§ **Task details**
Restate all the data word for word and omit the pictures.

§ **Task data**
____

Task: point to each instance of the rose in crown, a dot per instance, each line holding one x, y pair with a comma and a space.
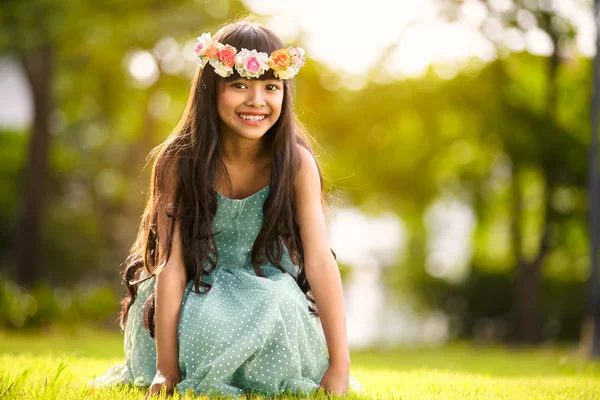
285, 63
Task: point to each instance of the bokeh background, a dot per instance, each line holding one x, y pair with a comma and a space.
453, 136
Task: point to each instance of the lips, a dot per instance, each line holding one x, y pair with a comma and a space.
252, 118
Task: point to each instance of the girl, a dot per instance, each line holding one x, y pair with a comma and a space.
233, 244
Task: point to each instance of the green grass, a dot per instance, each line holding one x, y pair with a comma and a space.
58, 367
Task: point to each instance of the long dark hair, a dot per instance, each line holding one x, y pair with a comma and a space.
182, 191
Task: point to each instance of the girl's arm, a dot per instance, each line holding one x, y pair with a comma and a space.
170, 285
321, 268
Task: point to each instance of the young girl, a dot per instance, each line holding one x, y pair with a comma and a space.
232, 253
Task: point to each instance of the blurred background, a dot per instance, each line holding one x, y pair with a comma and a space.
453, 136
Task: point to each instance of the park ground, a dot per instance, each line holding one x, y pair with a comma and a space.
58, 366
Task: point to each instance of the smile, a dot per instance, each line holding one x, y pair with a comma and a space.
252, 119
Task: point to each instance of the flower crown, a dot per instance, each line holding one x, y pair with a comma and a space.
285, 63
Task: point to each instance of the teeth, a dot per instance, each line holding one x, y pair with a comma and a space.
252, 117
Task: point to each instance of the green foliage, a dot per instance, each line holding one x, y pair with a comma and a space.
58, 367
47, 307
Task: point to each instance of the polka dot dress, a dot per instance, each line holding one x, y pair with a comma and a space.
247, 334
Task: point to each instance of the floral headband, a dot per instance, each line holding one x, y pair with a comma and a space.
285, 63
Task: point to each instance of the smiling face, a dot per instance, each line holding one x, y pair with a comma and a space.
249, 107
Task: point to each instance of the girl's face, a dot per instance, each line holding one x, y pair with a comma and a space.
249, 107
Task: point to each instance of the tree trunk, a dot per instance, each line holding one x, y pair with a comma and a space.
591, 336
526, 305
38, 68
527, 283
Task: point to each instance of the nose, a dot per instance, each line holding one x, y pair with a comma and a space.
256, 97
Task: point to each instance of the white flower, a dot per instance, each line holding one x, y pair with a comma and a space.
220, 68
251, 64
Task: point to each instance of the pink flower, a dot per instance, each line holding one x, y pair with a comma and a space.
227, 55
252, 64
297, 54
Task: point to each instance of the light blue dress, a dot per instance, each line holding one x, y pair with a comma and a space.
247, 334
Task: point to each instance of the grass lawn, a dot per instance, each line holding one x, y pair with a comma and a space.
58, 367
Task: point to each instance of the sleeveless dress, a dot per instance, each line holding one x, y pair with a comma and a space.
247, 334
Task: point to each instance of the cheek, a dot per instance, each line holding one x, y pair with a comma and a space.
225, 102
276, 106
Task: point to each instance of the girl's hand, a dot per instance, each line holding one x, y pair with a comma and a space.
168, 382
336, 380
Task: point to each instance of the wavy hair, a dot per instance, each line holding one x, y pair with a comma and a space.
182, 191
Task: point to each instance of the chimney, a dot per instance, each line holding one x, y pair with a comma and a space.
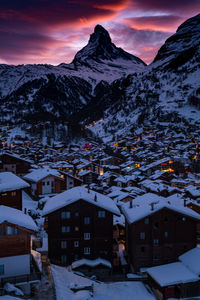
131, 204
152, 205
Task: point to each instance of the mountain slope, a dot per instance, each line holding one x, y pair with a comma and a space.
54, 92
167, 91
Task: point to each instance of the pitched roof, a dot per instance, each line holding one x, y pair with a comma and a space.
191, 259
17, 217
41, 173
11, 182
170, 274
142, 207
80, 193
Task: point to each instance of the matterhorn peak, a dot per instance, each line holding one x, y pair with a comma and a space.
100, 49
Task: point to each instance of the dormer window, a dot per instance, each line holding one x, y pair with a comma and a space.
101, 214
65, 214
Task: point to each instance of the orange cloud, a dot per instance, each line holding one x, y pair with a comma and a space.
165, 23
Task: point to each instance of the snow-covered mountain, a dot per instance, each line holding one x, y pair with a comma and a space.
105, 82
167, 91
52, 92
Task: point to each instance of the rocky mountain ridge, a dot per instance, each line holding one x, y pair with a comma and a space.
107, 83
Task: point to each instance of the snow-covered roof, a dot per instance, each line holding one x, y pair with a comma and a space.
41, 173
80, 193
91, 263
191, 259
11, 182
170, 274
17, 217
142, 207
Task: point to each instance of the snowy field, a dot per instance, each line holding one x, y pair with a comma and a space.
65, 279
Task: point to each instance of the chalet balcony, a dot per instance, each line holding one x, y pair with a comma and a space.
33, 277
26, 278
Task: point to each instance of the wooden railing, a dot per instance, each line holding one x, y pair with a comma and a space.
20, 279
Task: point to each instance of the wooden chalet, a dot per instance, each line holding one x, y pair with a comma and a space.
11, 187
15, 164
80, 225
16, 229
158, 229
44, 181
179, 279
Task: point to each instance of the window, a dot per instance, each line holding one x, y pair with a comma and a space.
166, 234
65, 229
156, 225
1, 231
63, 244
87, 220
76, 243
86, 250
87, 236
1, 269
9, 230
65, 214
63, 259
101, 214
142, 235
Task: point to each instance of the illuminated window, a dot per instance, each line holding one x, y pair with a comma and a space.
76, 243
101, 214
63, 244
86, 236
65, 214
1, 269
87, 251
86, 220
142, 235
65, 229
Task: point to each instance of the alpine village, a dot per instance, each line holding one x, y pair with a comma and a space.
100, 174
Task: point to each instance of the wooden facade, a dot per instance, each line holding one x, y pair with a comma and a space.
14, 164
15, 241
89, 235
160, 238
55, 185
12, 199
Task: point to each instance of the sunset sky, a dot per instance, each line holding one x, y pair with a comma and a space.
52, 31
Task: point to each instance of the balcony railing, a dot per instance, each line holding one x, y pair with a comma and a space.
20, 279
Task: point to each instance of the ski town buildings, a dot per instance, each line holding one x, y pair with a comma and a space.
80, 224
16, 229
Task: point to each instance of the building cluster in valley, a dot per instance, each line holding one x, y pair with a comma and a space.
127, 206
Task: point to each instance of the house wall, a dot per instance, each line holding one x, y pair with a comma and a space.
156, 248
18, 166
15, 265
14, 244
100, 229
12, 199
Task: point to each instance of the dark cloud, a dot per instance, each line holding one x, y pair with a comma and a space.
191, 6
164, 22
142, 43
51, 30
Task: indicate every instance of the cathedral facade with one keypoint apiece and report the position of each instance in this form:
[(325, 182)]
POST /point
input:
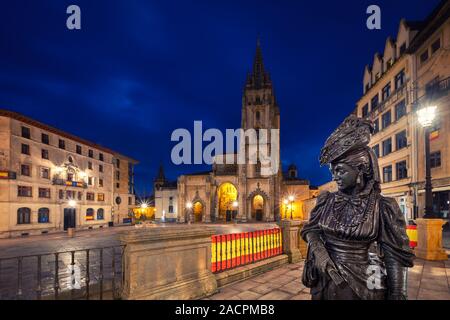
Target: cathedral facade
[(241, 191)]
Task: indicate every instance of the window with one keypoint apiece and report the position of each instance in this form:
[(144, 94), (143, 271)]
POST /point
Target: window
[(25, 149), (387, 174), (386, 119), (25, 170), (376, 126), (45, 139), (43, 215), (374, 102), (402, 172), (44, 154), (70, 195), (376, 150), (424, 56), (400, 110), (26, 132), (435, 159), (23, 215), (45, 173), (61, 144), (100, 214), (435, 46), (23, 191), (90, 214), (402, 48), (365, 110), (387, 146), (386, 91), (400, 79), (44, 193), (400, 140)]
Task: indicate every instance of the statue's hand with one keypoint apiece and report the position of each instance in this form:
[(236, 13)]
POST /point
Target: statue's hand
[(322, 260)]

____

§ **Finished task**
Task: point to each instance of the rose in crown, a dot per instance, each line holding one x, y pair with a comma and a space.
285, 63
Task: point to each instance of the bokeh background, a dot per instance, each line holding one x, y pair with a comma and a space.
453, 136
Task: point to each instance of the lips, a dot per instance, each line holding one x, y pair with a comma and a space.
252, 118
Task: point to each instance of the girl, a dot per instance, each line holding one x, y pair with a comma and a space.
233, 244
Task: point to each instance of the green grass, a dot per instance, each line holding one x, y pair with a comma and a space.
58, 367
Task: point to each instance of the long dark hair, a dot per instance, each line holding one x, y pair with a comma and a space.
182, 191
Task: point to each instance of the girl's arm, a dot per instance, each line holding one x, y pair with a comma and a space.
170, 285
321, 268
Task: point to each instance of the young girl, a dot per instance, each line holding one x, y pair with a comma and a space.
232, 253
Task: point to each instance of the blurred background, a dot per instance, each line holding one x, y pair with a comma and a space.
453, 136
Task: point to each instance of the park ground, a dot per instance, each line holding one x, y pair with a comma and a space.
58, 366
Task: point to each instance of the smile, a dot per instance, each line holding one x, y pair with a comma and a space.
252, 119
Task: point to each instance of the flower crown, a dot per instance, each line holding one x, y pair with a comma and a space.
285, 63
Task: point to each instance of the teeth, a dot per instance, each line holding one x, y pair with a comma and a space.
252, 117
Task: point to each instance of the green foliage, a dot per instance, each line holding one x, y pair with a comma and a space.
58, 367
47, 307
Task: point to each instance of the polka dot dress, a dot per instance, each line holding one x, y pair with a comma and a space.
247, 334
Task: point to each instance of the floral headband, a dot per instance, each line holding one x, y pair with a comma and a space.
285, 63
Task: point to each instance of the smiling face, a dot per instance, each line holding one x, y pair with a comma and a space.
249, 107
Task: point to each instance of the girl's face, a dot per instance, each line holding one x, y pair with a comma and a space.
249, 107
Task: point to each instance of the tree trunk, a dot per instance, each line holding one x, y pair with a comma and a space.
591, 336
526, 305
38, 68
527, 283
Task: point to each instance of the nose, a dot per instance, each line holding one x, y pair with a comma and a space.
256, 97
Task: point to each instance of the white flower, a dot per instance, each line holding one x, y pair with a comma and a space.
220, 68
251, 64
Task: point to each instance of the pink flower, a dot per instance, each line holding one x, y pair with a comma and a space.
227, 55
252, 64
297, 54
Task: point to each instance of the light blue dress, a dot per instance, each line holding one x, y pair with a comma and a space.
247, 334
Task: point to each instance of the grass lawn, a dot per instance, each line holding one x, y pair with a comma and a space.
58, 367
Task: point to each instance of the sleeveless dress, a dot per instance, each line holding one x, y pair with a comma and a space.
247, 334
Task: point to each instance of the cheek, a dot per instance, each line holding one x, y pair with a comma and a space.
225, 102
276, 106
Task: point to each instance of the girl's hand, a dot per instance, each line holding one x, y pair with a comma and a space.
168, 382
336, 380
Task: point to each instance of the wavy hair, a dot per instance, each line holding one x, y pair with a comma and a space.
182, 191
Task: point to each instance of the chimney, a dot per instance, each line holding one x, y pair with a comma and a space.
131, 204
152, 205
Task: point to each instance of the mountain slope, a dot per instance, each line holding one x, y pair with a comma and a space.
54, 92
167, 91
Task: point to each instance of the pitched roof, a dot per instance, each line holding one x, y pair with a comma and a space.
191, 259
17, 217
41, 173
11, 182
170, 274
142, 207
80, 193
Task: point to each instance of the matterhorn peak, a dot per instance, each line holding one x, y pair with a comma and a space.
100, 49
Task: point to each instance of the dormer window, a dot per instance, each line holding one x, y pair with a comma and a space.
101, 214
65, 214
Task: point to each instance of the orange cloud, a dot per instance, each line holding one x, y pair with a comma and a space.
165, 23
Task: point to each instance of the snow-covered mountain, a dot per instance, each line holding one x, y pair with a comma and a space.
105, 82
167, 91
52, 92
Task: point to each instance of the rocky mountain ridge, a dot per instance, each line holding one x, y pair with a comma and a space.
107, 83
Task: point to each instance of the snow-covered roof, a dot per instance, each line holding one x, y pair with a comma and a space.
41, 173
80, 193
91, 263
191, 259
11, 182
170, 274
17, 217
142, 207
Task: point to each instance of the snowy field, a dot per instance, each line holding one x, y pair with a comma and a space.
65, 279
Task: point to each instance of the chalet balcony, a dot per instance, each line holding one x, y pair with a comma and a space.
33, 277
26, 278
Task: point to each instance of the wooden railing, a dot per instance, each line holding one x, y pair with a comma and a space.
20, 279
Task: point to each instance of the wooden chalet, a dot per instance, each line holding one x, y pair with a comma and a space.
11, 187
15, 164
80, 225
16, 229
158, 229
44, 181
179, 279
Task: point to each instance of the window, a dot per instance, each line holding one x, y pair with a comma and a space.
166, 234
65, 229
156, 225
1, 231
63, 244
87, 220
76, 243
86, 250
87, 236
1, 269
9, 230
65, 214
63, 259
101, 214
142, 235
Task: point to each instance of the illuminated window, a dot per instance, each line holding one x, y pair with a comma and a space.
76, 243
101, 214
63, 244
86, 236
65, 214
1, 269
87, 251
86, 220
142, 235
65, 229
Task: point to each instance of the alpine village, a dot per instance, each line holding one x, y pair with a comma and a space.
100, 174
Task: point to each instance of the wooden facade, a dot per instance, each line holding one x, y pair with a comma and a space.
14, 164
15, 241
89, 235
160, 238
55, 185
12, 199
Task: point to each instance of the sunset sky, a dot per instance, each line holding one x, y pair with a comma and a space.
52, 31
Task: point to each instance of the balcony railing, a dot per instance, each line holding one x, y pair with a comma and a space.
20, 279
Task: point to each instance of the ski town buildings, a dot per instance, each line holding one x, y pair with a comma and a space.
80, 224
16, 229
Task: point to each instance of the building cluster in valley, a dot per instance, each line holding one x, y pair with a comma and a space.
127, 206
Task: point to each instance of the house wall, a dot per instance, each line holding one x, y pair with a comma and a space.
156, 248
18, 166
15, 265
14, 244
100, 229
12, 199
Task: point to each instance of the dark cloud, a dot per instance, each line holding one x, y pair with a comma and a space.
191, 6
164, 22
142, 43
51, 30
Task: indicate every instance of the cathedral facade with one keypoint apiece and report the position of each instance in this form:
[(325, 182)]
POST /point
input:
Target: cathedral facade
[(241, 191)]
Task: indicate every instance of the window with one keypoint apiece and report the position of each instance in this form:
[(144, 94), (143, 271)]
POST /point
Target: window
[(25, 149), (387, 174), (386, 119), (25, 170), (376, 126), (45, 139), (43, 215), (374, 102), (402, 172), (44, 154), (70, 195), (376, 150), (424, 56), (400, 110), (26, 132), (435, 159), (23, 215), (45, 173), (61, 144), (100, 214), (435, 46), (23, 191), (90, 214), (402, 48), (365, 110), (387, 146), (386, 91), (400, 79), (44, 193), (400, 140)]
Task: indicate every instance of the statue's hand with one keypoint apiece and report the position of each instance in this form:
[(236, 13)]
POST /point
Target: statue's hand
[(322, 260)]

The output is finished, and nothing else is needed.